**Text segment**
************

# "I love the internet or I love Internet"



## juandavidcrog

what would be the correct way to say it? "I love the internet or I love internet"

Thanks to everyone


----------



## cuchuflete

juandavidcrog said:


> *W*hat would be the correct way to say it? "I love the internet or I love internet"
> 
> Thanks to everyone*.*



In AE the article is always used: ... _the_ internet.


----------



## juandavidcrog

what's AE?


----------



## midnight125

I love the internet...
that's what you have to say!


----------



## cuchuflete

AE= American English; BE=British English.  Some major reference works, such as those published by Oxford University Press, use NamE, for North American English. 

A clarification-  the internet is the noun form.  When internet is used as an adjective, the article may be omitted.


----------



## juandavidcrog

So an american would say "I love the internet" whereas a british person would say "I love internet"? thanks


----------



## JamesM

I don't think so.  Cuchuflete was simply saying that it would be:

"I love internet romances" (where internet is an adjective)

but

"I love the internet" (where internet is a noun)


----------



## juandavidcrog

Mmmm I'm still about uncertain about this....... why do you say "I love the internet" but then you say "I love nature"....... I've heard it depends on the kind of things...... there's just one kind of internet but several kinds of nature?

Thanks


----------



## GreenWhiteBlue

juandavidcrog said:


> Mmmm I'm still about uncertain about this....... why do you say "I love the internet" but then you say "I love nature".......


 
True, but you also say "I love *the* beach" and "I love *the* zoo".  There is very often no WHY involved, it is just WHAT we say, and to say something else would sound strange.


----------



## juandavidcrog

Thanks it's all clear now


----------



## Matching Mole

juandavidcrog said:


> So an american would say "I love the internet" whereas a british person would say "I love internet"? thanks


No, it is _the_ Internet in British English too.

Internet also takes a capital I, although this is not always observed.


----------



## gaer

cuchuflete said:


> AE= American English; BE=British English. Some major reference works, such as those published by Oxford University Press, use NamE, for North American English.
> 
> A clarification- the internet is the noun form. When internet is used as an adjective, the article may be omitted.

************

**Task instructions**
#1 In the forum thread, why does "I love internet romances" go without an article when "I love the internet" takes one?
#2 Return the passage of the forum thread starting at "## Matching Mole" and ending at "British English too.".

************

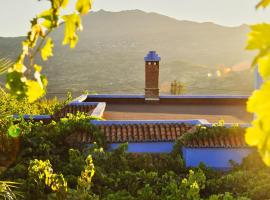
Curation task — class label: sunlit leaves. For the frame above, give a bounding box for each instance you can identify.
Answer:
[38,9,59,29]
[258,53,270,80]
[4,0,92,102]
[0,58,13,74]
[63,13,82,48]
[256,0,270,9]
[26,80,45,103]
[246,3,270,166]
[41,38,53,61]
[6,71,27,98]
[76,0,92,15]
[50,0,68,8]
[29,24,45,47]
[8,125,21,138]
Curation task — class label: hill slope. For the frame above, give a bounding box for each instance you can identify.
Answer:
[0,10,252,95]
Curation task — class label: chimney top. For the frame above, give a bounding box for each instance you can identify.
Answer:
[144,51,160,62]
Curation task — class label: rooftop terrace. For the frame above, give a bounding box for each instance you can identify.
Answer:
[84,95,253,124]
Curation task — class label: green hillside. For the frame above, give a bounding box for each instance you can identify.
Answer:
[0,10,253,96]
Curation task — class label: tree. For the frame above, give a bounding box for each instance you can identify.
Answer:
[246,0,270,166]
[6,0,92,102]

************

**Responses in order**
#1 In "I love internet romances," internet is used as an adjective, and the article may be left out when internet is used that way. In "I love the internet," internet is a noun, and the noun form takes the article.

#2
## Matching Mole

juandavidcrog said:


> So an american would say "I love the internet" whereas a british person would say "I love internet"? thanks


No, it is _the_ Internet in British English too.